**Task details:** Could you write the next part of the article on the Central Sterile unit at TriStar Centennial, picking up after its last sentence?

**Source document:**
· · · · ·
Team Clean | Backstage at Central Sterile
Visiting the Advanced Joint Replacement Institute on the eighth floor of TriStar Centennial Medical Center is not your typical hospital experience. With panoramic views of the Nashville skyline, it feels like you have stepped into a luxury hotel with modern amenities, concierge services and valet parking for patients and their families.
Behind the beautiful facade, people, processes and technology are working around the clock to ensure quality outcomes. We went backstage with Dot King, Certified Sterile Processing Tech, to explore the Central Sterilization Unit at the Advanced Joint Replacement Institute. Dot is no stranger to healthcare; she started her career over thirty years ago at TriStar Southern Hills and worked at TriStar Centennial when it was known as Parkview Medical Center. Now, she oversees the sterilization process, which ensures that all surgical equipment is properly cleaned, counted and sterilized for all joint replacement surgeries.
The process from decontamination to sterilization takes around three hours. At what is nicknamed “Central Sterile” the team processes around 300 loads of equipment per day, and they have the method down to a science.
After a surgery finishes, all the equipment is given an initial rinse in the operating room and then compiled onto a rolling table that gets delivered to the decontamination room. The team takes inventory of every piece of equipment with a barcode scanner. The water in this area often runs over 200 degrees Fahrenheit, so the team wears a double layer of gloves to protect their hands. Other protective coverings include scrubs, a hairnet, foot coverings, a mask, a protective shield and sometimes goggles too!
· · · · ·
**Recorded data:**

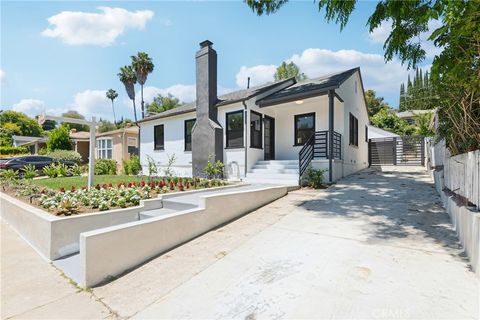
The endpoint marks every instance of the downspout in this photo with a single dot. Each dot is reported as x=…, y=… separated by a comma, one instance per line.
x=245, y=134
· · · · ·
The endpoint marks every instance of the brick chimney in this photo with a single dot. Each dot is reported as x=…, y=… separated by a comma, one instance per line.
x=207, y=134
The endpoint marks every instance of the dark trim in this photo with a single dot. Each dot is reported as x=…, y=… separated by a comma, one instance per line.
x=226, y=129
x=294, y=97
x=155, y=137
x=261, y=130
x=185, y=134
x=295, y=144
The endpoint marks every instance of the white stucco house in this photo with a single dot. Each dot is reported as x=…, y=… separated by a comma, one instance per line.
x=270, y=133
· · · · ·
**Exercise response:**
Afterward, the entire table and surgical bins are run through a high-pressure wash. The extremely high temperature of the water means that the instruments dry almost instantly when they come out of the wash.
After the wash, each piece is inspected and any parts that need to be put back together are assembled and added to kits that hold all the tools the physicians and nurses need for surgery. Each box is “QA’d,” or checked for quality assurance. This ensures everything is clean and accounted for.
After the equipment has been cleaned, assembled, checked and packed back into the kits, it’s time for the final steps. The kits are wrapped in special towels and placed on a rack to go into the sterilizer. The sterilizer heats the trays without using water, which dries and sterilizes them. Finally, the finished sterile kits are placed onto racks, ready to be used for the next procedure.
Properly sterilized equipment means better outcomes for joint replacement patients at TriStar Centennial. For that, we are incredibly grateful to the hardworking team in the Central Sterilization unit for their dedication to our patients’ safety every day.